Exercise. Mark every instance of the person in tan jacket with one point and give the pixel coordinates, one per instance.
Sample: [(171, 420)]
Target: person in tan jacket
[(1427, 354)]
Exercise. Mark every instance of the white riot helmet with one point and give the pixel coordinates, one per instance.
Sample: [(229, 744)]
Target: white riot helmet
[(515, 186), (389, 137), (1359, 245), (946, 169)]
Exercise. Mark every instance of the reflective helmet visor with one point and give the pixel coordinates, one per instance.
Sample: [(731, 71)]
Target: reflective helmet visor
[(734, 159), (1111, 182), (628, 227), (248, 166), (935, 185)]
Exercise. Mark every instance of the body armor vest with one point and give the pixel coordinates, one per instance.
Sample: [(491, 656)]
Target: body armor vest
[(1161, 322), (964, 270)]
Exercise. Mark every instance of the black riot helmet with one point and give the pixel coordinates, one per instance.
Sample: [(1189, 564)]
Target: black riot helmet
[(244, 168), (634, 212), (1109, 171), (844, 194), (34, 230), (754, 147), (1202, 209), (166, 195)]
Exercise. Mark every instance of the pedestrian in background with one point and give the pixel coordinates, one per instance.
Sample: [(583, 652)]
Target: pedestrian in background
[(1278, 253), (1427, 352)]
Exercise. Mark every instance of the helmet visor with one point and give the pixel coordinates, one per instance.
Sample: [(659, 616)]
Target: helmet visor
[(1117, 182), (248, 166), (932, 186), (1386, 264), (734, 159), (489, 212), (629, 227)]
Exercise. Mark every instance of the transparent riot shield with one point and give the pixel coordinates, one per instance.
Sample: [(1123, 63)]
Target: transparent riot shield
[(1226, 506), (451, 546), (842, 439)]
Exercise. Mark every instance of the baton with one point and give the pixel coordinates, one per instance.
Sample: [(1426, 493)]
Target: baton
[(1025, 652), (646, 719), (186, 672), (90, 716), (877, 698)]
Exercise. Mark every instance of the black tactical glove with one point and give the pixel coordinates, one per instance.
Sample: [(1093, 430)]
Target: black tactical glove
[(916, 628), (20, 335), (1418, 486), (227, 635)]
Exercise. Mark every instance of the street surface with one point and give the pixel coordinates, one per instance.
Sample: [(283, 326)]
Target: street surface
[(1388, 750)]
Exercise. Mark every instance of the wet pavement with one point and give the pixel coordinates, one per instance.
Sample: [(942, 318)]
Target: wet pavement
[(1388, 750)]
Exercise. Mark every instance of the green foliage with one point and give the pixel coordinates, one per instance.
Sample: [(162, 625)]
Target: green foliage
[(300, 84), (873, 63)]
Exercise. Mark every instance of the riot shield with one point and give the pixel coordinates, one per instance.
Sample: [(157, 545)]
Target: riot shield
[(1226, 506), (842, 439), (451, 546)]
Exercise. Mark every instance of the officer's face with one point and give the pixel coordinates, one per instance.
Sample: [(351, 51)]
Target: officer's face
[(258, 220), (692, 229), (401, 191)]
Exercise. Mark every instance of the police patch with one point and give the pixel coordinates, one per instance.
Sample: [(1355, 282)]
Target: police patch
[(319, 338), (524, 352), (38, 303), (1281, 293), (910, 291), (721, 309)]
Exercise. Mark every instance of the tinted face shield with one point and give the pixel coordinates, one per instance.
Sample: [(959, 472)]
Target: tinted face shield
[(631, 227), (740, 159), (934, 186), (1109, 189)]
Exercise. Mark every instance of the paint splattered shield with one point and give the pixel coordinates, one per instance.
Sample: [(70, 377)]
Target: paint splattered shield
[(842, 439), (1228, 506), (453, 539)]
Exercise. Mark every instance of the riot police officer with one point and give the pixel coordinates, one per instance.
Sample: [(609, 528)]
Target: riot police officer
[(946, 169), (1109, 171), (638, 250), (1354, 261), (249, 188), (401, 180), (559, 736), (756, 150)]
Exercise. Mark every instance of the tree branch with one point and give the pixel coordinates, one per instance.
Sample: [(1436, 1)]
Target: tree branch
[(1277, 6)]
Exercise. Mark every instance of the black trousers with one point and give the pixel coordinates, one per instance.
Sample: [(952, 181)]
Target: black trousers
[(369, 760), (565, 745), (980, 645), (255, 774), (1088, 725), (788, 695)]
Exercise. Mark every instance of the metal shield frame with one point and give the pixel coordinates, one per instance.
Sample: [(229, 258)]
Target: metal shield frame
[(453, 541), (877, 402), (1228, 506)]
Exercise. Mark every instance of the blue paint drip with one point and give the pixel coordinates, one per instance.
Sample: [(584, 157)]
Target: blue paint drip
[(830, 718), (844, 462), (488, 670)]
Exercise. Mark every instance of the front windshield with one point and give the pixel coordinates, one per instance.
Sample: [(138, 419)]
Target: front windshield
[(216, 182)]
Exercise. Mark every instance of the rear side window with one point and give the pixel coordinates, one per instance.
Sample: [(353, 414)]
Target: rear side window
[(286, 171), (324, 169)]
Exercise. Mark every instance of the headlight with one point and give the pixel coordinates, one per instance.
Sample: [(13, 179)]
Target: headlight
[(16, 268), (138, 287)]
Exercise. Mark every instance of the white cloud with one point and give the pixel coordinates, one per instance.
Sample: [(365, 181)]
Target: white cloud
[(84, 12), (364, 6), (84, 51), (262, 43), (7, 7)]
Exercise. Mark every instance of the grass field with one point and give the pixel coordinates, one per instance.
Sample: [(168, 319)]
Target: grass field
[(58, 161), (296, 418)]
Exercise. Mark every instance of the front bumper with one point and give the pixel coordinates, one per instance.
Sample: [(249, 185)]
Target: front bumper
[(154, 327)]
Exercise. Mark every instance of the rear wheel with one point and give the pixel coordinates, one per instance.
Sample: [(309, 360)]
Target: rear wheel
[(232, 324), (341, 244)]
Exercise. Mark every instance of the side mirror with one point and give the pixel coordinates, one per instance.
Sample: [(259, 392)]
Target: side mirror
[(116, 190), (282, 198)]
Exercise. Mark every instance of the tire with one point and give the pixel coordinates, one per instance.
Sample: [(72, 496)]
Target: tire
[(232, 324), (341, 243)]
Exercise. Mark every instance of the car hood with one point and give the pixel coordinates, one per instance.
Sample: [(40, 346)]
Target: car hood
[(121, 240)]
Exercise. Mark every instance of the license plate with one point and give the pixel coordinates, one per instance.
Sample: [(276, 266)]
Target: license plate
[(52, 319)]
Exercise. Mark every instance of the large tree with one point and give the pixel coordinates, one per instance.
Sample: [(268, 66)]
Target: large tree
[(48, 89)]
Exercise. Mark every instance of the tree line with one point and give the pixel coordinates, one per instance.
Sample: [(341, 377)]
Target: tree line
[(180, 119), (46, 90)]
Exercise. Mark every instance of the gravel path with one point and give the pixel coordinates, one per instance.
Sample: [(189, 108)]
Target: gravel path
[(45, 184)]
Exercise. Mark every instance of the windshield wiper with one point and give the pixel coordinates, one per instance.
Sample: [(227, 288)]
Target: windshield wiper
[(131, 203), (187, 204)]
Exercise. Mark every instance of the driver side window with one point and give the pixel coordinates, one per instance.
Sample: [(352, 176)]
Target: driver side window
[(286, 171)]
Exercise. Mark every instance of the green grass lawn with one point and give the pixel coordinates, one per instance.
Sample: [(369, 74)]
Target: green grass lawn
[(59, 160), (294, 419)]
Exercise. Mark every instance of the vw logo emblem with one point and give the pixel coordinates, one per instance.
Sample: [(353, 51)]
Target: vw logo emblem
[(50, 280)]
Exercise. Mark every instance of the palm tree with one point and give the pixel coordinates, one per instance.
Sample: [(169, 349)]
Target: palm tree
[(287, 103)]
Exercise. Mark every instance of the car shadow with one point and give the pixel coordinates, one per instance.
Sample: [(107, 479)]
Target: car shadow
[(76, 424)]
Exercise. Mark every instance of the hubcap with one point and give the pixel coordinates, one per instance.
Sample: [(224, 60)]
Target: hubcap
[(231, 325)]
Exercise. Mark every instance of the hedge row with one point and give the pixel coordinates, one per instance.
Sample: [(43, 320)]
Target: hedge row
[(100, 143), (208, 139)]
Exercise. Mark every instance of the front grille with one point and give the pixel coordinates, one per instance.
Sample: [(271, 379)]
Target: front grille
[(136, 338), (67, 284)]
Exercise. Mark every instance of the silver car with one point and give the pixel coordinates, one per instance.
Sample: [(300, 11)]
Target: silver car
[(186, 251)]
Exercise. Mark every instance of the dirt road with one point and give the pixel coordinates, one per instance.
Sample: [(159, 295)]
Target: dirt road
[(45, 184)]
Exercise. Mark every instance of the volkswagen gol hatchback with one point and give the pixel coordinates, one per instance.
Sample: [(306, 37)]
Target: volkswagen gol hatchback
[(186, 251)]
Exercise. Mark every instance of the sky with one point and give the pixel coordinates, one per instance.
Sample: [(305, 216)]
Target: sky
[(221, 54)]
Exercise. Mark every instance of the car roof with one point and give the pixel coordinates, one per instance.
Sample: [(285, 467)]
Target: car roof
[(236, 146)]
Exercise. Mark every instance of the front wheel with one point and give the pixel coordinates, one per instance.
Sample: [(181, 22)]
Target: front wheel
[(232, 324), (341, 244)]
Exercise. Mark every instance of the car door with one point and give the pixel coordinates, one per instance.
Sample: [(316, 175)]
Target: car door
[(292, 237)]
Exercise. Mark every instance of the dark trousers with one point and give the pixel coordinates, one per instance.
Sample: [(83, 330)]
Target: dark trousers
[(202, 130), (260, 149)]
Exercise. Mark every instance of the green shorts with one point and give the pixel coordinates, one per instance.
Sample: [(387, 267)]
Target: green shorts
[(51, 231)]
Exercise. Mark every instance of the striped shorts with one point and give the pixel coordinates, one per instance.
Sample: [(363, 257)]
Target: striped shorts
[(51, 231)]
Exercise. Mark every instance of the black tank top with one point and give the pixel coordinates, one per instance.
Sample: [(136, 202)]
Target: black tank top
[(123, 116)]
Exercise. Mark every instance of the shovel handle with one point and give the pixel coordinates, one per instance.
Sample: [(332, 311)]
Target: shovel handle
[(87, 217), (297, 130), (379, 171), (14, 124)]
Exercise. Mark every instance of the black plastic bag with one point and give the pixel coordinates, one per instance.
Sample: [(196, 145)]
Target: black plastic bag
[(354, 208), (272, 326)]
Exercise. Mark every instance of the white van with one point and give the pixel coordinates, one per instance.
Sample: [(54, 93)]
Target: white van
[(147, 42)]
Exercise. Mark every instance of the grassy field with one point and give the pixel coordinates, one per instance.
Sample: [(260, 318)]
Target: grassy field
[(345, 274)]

_TO BE DONE_
Return the following lines verbatim, starting with the line containing "Exercise. Mark every instance of the gravel" and going on through the line containing "[(100, 143), (208, 139)]".

_OUTPUT OF THE EXERCISE_
Exercise. Mark every instance of the gravel path with one point and give the pixel coordinates, one per instance.
Sample: [(189, 108)]
Target: gravel path
[(45, 184)]
Exercise. Mark every instance of the windshield wiper with one point and give the pixel coordinates, one per instance.
Sample: [(227, 288)]
Target: windshield wiper
[(131, 203), (187, 204)]
Exercise. Mark every instance of the driver side window with one point and give the pixel coordinates, one per instance.
Sample: [(352, 176)]
Target: driver side window
[(286, 171)]
Exercise. Mark every instance of the green grass lawn with one point and give the pixel coordinates, one per instance.
Sample: [(369, 74)]
Target: green grass lawn
[(59, 160), (294, 419)]
Exercise. Mark every instance of the vw logo emblem with one point and give the pixel coordinates, one per instance.
Sample: [(353, 51)]
Target: vw logo emblem
[(50, 280)]
Exercise. Mark every instance of the palm tree with one point and give the pixel coordinates, one per instance.
Sample: [(169, 349)]
Target: palm tree
[(287, 103)]
Exercise. Mark every instance of the car shadow with one point and give the pixel coordinates, one per instance.
Sample: [(107, 479)]
Target: car shadow
[(76, 424)]
Exercise. Mark every instance of the hubcap with one point and give the pixel coordinates, one per instance.
Sample: [(224, 60)]
Target: hubcap
[(231, 325)]
Exercise. Mark every instance of the hedge row with one point and give the pixel coordinates, one per instance.
Sample: [(43, 320)]
Target: hedge row
[(100, 143), (208, 139)]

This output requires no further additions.